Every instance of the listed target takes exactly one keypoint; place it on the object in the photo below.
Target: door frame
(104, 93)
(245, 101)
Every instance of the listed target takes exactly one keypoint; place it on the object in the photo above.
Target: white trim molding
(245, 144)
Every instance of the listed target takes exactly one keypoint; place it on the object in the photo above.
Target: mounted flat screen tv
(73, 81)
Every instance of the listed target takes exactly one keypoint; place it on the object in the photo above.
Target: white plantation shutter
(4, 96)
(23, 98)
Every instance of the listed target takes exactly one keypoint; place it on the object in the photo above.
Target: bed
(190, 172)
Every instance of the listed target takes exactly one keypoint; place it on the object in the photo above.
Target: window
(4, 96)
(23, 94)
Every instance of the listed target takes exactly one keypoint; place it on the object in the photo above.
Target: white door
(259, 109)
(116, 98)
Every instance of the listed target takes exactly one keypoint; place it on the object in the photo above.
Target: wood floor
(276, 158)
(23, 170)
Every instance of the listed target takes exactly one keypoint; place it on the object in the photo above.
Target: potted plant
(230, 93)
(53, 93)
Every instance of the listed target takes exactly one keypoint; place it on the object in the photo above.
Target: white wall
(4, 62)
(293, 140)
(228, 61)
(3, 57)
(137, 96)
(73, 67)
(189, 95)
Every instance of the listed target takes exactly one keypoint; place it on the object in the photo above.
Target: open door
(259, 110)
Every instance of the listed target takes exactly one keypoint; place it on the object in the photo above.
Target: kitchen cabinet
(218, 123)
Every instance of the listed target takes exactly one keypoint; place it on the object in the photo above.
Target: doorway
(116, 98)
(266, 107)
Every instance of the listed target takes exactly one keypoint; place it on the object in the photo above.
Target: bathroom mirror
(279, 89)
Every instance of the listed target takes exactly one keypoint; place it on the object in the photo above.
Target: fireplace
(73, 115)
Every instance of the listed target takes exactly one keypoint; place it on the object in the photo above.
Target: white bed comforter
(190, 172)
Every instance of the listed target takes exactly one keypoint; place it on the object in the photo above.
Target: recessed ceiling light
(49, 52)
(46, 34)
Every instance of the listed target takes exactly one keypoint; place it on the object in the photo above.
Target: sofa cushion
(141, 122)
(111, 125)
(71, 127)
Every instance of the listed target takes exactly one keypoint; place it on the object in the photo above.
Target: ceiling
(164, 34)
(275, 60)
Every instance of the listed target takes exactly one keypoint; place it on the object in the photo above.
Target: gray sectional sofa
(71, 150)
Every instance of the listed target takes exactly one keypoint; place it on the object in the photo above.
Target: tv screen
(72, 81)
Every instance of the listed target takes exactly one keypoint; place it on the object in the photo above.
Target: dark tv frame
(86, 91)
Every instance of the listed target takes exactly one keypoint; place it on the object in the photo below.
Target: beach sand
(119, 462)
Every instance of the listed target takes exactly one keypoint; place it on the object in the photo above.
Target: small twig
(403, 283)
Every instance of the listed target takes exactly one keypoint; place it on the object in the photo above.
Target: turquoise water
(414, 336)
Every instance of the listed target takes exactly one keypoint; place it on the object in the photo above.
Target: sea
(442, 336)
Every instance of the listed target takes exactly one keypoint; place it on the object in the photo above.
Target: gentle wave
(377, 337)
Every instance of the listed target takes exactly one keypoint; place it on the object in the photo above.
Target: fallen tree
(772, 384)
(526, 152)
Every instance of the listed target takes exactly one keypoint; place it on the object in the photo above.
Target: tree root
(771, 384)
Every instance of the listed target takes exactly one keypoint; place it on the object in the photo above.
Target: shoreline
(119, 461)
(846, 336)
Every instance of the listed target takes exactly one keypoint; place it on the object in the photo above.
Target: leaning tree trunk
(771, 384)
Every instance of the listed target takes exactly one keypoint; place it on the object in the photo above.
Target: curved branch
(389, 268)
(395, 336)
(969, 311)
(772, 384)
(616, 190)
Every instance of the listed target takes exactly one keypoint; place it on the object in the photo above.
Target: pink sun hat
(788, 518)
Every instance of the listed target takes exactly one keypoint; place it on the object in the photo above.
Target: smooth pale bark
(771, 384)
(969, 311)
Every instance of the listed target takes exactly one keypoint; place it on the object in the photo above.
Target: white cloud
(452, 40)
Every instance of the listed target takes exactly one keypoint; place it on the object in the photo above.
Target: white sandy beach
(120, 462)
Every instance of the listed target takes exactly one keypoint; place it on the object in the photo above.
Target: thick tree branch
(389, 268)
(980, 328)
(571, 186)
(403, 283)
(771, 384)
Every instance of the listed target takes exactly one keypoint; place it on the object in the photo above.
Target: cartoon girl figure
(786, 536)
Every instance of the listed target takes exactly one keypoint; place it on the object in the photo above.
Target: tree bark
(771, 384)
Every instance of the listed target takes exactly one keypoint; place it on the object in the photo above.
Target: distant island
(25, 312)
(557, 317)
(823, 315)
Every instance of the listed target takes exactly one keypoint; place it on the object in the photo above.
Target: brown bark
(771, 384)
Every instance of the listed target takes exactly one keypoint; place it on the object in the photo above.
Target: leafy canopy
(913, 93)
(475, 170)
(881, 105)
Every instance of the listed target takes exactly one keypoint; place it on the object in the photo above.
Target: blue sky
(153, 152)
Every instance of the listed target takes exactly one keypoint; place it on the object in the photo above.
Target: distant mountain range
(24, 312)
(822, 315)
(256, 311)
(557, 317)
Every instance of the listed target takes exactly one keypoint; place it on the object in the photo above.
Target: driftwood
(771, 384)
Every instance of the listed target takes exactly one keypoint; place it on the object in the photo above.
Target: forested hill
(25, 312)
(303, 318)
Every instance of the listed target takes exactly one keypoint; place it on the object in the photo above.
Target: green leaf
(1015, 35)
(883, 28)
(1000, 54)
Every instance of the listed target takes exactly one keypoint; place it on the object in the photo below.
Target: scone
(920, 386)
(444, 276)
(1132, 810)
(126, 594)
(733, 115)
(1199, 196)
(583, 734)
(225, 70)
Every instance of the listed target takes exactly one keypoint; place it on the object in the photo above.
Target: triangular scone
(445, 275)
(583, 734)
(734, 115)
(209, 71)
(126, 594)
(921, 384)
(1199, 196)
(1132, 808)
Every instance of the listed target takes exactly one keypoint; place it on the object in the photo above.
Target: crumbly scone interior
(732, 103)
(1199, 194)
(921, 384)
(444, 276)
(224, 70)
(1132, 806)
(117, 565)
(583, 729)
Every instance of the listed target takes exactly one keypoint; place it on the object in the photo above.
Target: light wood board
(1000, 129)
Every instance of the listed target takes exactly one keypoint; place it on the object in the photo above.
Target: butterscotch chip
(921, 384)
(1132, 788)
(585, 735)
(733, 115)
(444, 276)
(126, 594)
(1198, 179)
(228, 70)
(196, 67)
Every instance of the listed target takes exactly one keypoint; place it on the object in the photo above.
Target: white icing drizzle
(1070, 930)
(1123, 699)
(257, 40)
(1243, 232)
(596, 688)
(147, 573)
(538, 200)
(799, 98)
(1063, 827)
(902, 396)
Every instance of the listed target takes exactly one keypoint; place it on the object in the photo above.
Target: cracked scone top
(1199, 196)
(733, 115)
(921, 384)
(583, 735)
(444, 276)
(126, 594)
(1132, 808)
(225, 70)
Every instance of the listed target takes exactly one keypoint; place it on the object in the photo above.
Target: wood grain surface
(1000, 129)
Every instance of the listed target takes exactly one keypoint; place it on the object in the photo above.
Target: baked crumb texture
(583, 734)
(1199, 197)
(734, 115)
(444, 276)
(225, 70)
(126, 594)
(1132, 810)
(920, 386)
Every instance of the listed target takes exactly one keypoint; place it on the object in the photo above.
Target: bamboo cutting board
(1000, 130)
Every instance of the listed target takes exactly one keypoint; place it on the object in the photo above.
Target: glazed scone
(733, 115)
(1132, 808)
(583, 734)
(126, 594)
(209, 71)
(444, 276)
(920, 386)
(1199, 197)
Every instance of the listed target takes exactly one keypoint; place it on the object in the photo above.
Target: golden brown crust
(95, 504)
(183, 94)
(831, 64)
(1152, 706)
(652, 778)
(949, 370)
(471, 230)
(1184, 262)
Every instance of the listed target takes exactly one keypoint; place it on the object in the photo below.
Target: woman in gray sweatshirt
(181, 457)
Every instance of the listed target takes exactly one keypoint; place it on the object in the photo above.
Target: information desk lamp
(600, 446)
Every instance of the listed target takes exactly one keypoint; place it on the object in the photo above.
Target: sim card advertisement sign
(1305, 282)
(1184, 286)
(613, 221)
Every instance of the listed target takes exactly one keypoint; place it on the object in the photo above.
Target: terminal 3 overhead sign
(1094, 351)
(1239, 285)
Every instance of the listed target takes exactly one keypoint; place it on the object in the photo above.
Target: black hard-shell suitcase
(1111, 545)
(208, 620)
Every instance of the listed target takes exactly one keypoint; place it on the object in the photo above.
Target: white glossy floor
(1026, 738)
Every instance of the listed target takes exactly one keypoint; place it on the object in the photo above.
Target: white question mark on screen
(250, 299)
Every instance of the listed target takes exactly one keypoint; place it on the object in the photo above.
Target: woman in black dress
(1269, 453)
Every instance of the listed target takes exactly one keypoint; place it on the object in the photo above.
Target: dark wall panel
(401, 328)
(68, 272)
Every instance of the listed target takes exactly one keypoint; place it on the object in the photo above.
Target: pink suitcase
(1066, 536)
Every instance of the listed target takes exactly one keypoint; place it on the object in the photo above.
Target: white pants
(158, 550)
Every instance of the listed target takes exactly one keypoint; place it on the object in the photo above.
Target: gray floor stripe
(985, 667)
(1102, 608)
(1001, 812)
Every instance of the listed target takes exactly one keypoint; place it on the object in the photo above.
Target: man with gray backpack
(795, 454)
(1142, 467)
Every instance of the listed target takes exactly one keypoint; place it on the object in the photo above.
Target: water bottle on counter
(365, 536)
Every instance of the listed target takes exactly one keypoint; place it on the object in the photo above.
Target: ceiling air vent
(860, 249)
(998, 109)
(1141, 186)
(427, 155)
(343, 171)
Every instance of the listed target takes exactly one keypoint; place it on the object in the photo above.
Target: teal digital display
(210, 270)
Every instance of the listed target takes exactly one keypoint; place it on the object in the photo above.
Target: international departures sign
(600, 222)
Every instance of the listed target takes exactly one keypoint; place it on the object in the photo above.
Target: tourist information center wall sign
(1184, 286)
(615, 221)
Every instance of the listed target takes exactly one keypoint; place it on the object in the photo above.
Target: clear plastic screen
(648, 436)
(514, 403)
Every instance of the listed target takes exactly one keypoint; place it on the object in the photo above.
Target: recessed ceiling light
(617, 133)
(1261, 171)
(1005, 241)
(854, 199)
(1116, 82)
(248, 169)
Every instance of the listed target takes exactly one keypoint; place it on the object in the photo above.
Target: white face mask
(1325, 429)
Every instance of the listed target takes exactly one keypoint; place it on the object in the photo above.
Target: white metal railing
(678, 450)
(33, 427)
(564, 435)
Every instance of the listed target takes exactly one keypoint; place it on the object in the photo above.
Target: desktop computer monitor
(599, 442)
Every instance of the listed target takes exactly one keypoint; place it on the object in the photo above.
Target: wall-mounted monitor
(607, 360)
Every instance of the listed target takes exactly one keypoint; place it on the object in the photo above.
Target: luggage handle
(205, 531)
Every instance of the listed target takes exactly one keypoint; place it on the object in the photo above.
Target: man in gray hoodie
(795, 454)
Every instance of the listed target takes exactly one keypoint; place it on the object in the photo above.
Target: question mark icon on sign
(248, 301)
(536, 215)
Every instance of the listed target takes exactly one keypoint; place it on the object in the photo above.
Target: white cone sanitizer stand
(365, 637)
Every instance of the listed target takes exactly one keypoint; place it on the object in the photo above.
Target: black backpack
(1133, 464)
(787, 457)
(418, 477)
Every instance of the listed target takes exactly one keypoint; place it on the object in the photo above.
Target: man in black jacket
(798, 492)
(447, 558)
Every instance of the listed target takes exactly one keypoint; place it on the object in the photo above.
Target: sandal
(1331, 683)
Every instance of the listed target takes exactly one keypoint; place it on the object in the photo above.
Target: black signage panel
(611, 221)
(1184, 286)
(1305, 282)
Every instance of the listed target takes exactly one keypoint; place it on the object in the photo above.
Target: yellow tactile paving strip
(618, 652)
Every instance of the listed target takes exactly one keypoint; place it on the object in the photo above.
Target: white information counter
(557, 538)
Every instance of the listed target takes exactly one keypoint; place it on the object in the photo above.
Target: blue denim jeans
*****
■ What you should do
How many of the lines above contain the string "ceiling"? Reply with the number alone.

■ Reply to the exercise
4